::: Document section :::

March 6, 2009 11:23 AM   Subscribe

After a breakup that is not mutual, what is the purpose of staying friends with the person who dumped you?

I am curious to hear your opinions, in regards to personal growth/health/happiness, as to why it may be a good or bad practice to stay friends with exes.

My story that generated the question is simply that I was dumped recently after a ten month relationship (in an entirely appropriate way) but I miss her and feel hurt, and right now I can’t imagine why I would or should put myself through the pain of ever seeing her as a friend. She seems to desire friendship. We move in separate social circles so avoiding her is not difficult. On the other hand, a friendship would be feasible in the sense that we live close to each other and participate in similar team activities.

I am in my early thirties, have had a normal amount of relationships, and in fact remember being friends with exes in the past (usually as a result of mutual breakups). But I am not asking about my situation in particular; I know I need a lot of space right now to get over it, lick my wounds, and maybe down the road I’ll feel differently. The question is more about the purposefulness and/or personal growth aspects.

So, do you think there is a purposeful reason, for personal growth, happiness, or otherwise, to be open to post-relationship friendship?

This is my first question for AskMeFi, I hope its appopriate vis a vis the guidelines - thanks.
posted by RajahKing to Human Relations (32 answers total) 17 users marked this as a favorite
 
I can think of no useful purpose except to allow you to feel you are an ok guy who forgives and is pleasant.
posted by Postroad at 11:26 AM on March 6, 2009


The purpose of being friends is to make the person who dumped you feel less like an asshole.
If you feel it will serve you no useful purpose at this point, don't do it. Maybe a few months down the line when you're ready, you can reach out but as far as I know, you're not required to assuage other people's guilt.
posted by notjustfoxybrown at 11:29 AM on March 6, 2009 [18 favorites]


If this is within your social circle there are many good reasons:

1. This shows other, potential dates that you are not a bitter person.
2. Living well is the best revenge: If the dumper, in this case sees you have moved on and are at least somewhat happy, that is a good thing, and it releases you, maybe from the above-mentioned bitterness.
3. It avoids awkward moments, if you have chance encounters with the ex.
3a. One of my ex's, after a LONG time for recovery/forgiveness, made a deal that if either of us were single for an inordinate amount of time, then we could expect some nsa oral sex, for old time's sake. . .never happened, though. It was a nice conversation, though.
posted by Danf at 11:34 AM on March 6, 2009 [1 favorite]


You don't. "Let's be friends" is a way of alleviating the dumper's guilt, not of soothing the dumpee. It is a selfish act by the dumper, it is up to the dumpee to decide if the two should remain friends. You are very much in your rights to tell the person to go to hell.
posted by Pollomacho at 11:36 AM on March 6, 2009 [12 favorites]


I'm still relatively good friends with my ex-wife--less so now because she is engaged to be married and I don't want to interrupt/sabotage her new relationship. The decision to divorce was hers and somewhat justified, but never a nasty situation. I become fairly close to her family and friends and didn't want to completely lose touch with them. Also, after my head cleared, being friendly allowed me to put the issue to rest as we could more objectively discussed what happened and why we failed.

Finally, by definition she is still my friend: someone I enjoy talking to and about whom I care. Although the intimacy and union of marriage is now gone, we still enjoy our friendship as much as when we first met. I think we both consider ourselves lucky to still have this friendship . . .

::: Provided data :::

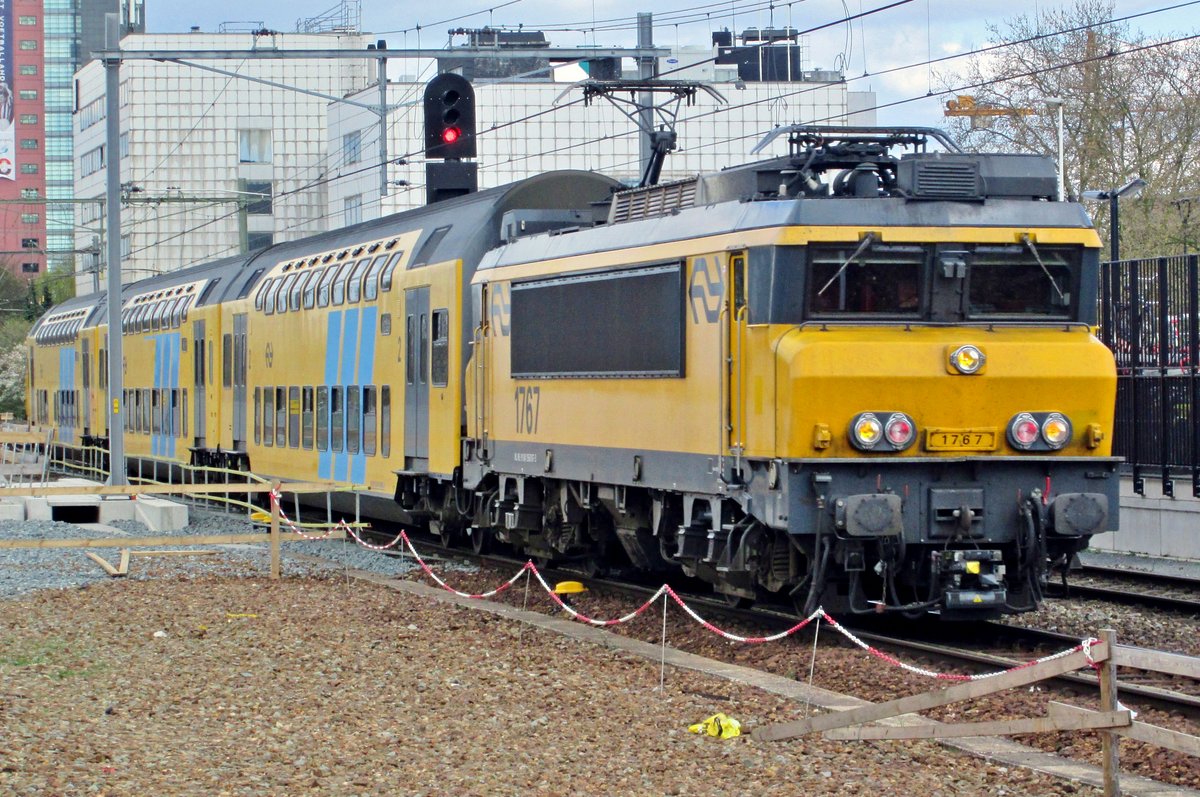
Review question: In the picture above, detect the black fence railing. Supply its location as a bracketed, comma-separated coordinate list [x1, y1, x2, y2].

:::

Written instruction 1 – Copy out the passage of the thread on staying friends with an ex, word for word, from "3. It avoids" to "go to hell.".
Written instruction 2 – What comes next in the thread about staying friends with an ex after a breakup? Continue it from the point where it stops.

Output 1 –
3. It avoids awkward moments, if you have chance encounters with the ex.
3a. One of my ex's, after a LONG time for recovery/forgiveness, made a deal that if either of us were single for an inordinate amount of time, then we could expect some nsa oral sex, for old time's sake. . .never happened, though. It was a nice conversation, though.
posted by Danf at 11:34 AM on March 6, 2009 [1 favorite]


You don't. "Let's be friends" is a way of alleviating the dumper's guilt, not of soothing the dumpee. It is a selfish act by the dumper, it is up to the dumpee to decide if the two should remain friends. You are very much in your rights to tell the person to go to hell.

Output 2 –
posted by eggman at 11:39 AM on March 6, 2009 [2 favorites]


I am friends with every single one of my exes, with only two exceptions - one whose heart I broke a little too hard, apparently, and one who was pretty much a monster to me for months. So for once I feel like I know what I'm talking about.

The benefit in being friends with your exes is that, if they're good people but you're just not compatible with them, there's no reason to burn your bridges or deny the kind of platonic happiness you can give each other. For me, they still interest me, and I them, we make each other laugh, and we can give each other advice on relationships knowing the other's strengths and weaknesses. To be short, they're friends like any other.

But, note, don't rush into friendship if you're still hurting or not ready. Or try, anyway.
posted by Optimus Chyme at 11:40 AM on March 6, 2009 [8 favorites]


I'm friends with most of my exes. Why? Because I've tended to go out with great guys -- kind, funny, smart, interesting, etc. So even in the absence of a romantic relationship, we have tended to care about each other more generally and have continued to have enough things in common that at some point -- i.e., once the hurts of the past have, well, passed -- it becomes mutually desirable to continue our connection in a non-romantic way.

In that regard, it has less to do with an abstract notions about "growth" and more with the practical fact that we continue to like each other, despite the fact that we're no longer dating (or, in one case, are no longer married). But I do think it perhaps speaks to bigger issues of forgiveness, acceptance, and mutual appreciation that allow you to move from caring about one person in one way to eventually caring about them in another.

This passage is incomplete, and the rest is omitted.